◆ **STATED GOAL**
Find every line of the records that contains the word "instance", and copy each of those lines.
— begin —
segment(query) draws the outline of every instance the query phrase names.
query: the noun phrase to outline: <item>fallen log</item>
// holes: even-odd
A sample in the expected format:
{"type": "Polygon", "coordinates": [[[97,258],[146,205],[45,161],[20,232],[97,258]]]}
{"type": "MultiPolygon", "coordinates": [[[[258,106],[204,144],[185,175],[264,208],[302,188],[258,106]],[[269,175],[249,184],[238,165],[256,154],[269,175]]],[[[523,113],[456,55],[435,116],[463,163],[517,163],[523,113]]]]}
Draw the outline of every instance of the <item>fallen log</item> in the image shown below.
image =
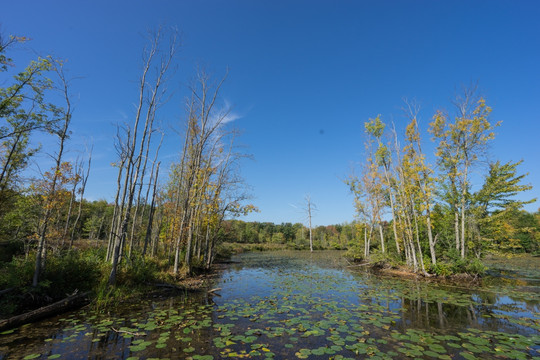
— end —
◆ **THE OUTPUT**
segment(query) draws the outline of every instance the query phrase names.
Draw the outline of every instance of the <item>fallen log</item> in the image shown below.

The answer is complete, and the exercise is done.